4.1 八卦版鄉民從哪來?

這隻爬蟲會去爬當前八卦版前50篇文章, 然後看這些發文的鄉民是來自哪個國家:

import requests
import time
import json
import re
from bs4 import BeautifulSoup


PTT_URL = 'https://www.ptt.cc'
FREEGEOIP_API = 'http://freegeoip.net/json/'


def get_web_page(url):
    resp = requests.get(url=url, cookies={'over18': '1'})
    if resp.status_code != 200:
        print('Invalid url: ', resp.url)
        return None
    else:
        return resp.text


def get_articles(dom, date):
    soup = BeautifulSoup(dom, 'html5lib')
    # Retrieve the link of previous page
    paging_div = soup.find('div', 'btn-group btn-group-paging')

▶ **提供資料**:
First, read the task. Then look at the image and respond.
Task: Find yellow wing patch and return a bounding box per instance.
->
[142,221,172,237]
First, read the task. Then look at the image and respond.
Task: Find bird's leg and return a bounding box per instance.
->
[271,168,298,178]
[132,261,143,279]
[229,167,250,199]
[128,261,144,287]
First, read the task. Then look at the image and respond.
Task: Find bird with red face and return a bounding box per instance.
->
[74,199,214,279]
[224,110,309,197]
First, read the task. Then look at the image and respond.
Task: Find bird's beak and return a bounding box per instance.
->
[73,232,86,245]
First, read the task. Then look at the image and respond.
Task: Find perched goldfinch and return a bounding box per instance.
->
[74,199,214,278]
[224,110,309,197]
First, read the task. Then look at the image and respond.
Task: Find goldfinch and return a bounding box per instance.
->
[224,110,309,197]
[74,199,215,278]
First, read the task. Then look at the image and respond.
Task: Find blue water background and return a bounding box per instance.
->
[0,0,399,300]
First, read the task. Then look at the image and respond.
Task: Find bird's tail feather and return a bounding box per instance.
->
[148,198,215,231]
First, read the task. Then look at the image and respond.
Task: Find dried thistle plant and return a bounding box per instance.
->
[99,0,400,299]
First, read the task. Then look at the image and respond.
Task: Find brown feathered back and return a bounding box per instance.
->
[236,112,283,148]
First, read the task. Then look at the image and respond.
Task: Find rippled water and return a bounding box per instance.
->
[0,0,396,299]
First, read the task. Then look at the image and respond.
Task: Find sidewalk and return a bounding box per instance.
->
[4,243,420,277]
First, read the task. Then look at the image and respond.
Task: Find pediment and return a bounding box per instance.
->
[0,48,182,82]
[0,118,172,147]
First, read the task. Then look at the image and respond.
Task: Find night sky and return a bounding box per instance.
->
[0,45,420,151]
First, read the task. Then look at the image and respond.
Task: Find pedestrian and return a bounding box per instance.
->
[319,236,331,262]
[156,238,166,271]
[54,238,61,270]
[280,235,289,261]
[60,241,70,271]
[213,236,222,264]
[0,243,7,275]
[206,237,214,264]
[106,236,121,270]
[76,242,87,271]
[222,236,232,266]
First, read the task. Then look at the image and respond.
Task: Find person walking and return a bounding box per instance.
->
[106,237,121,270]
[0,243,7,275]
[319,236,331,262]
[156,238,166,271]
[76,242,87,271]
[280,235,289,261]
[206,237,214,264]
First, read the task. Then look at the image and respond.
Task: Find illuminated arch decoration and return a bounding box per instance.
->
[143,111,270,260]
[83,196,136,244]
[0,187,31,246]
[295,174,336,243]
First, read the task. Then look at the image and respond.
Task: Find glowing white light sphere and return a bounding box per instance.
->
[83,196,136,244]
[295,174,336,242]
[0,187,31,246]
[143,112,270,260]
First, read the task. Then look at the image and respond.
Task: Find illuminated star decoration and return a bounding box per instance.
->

▶ **待辦任務**:
1 > 在八卦版鄉民來源的教學中，這隻爬蟲會抓取八卦版的哪些文章？
2 > 請從最後一行程式碼之後接續撰寫八卦版鄉民來源的爬蟲教學。

▶ **任務解答**:
1 > 它會抓取當前八卦版的前50篇文章。

2 >
    prev_url = paging_div.find_all('a')[1]['href']

    articles = []
    divs = soup.find_all('div', 'r-ent')
    for d in divs:
        # If post date matched:
        if d.find('div', 'date').text.strip() == date:
            # To retrieve the push count:
            push_count = 0
            push_str = d.find('div', 'nrec').text
            if push_str:
                try:
                    push_count = int(push_str)
                except ValueError:
                    # If transform failed, it might be '爆', 'X1', 'X2', etc.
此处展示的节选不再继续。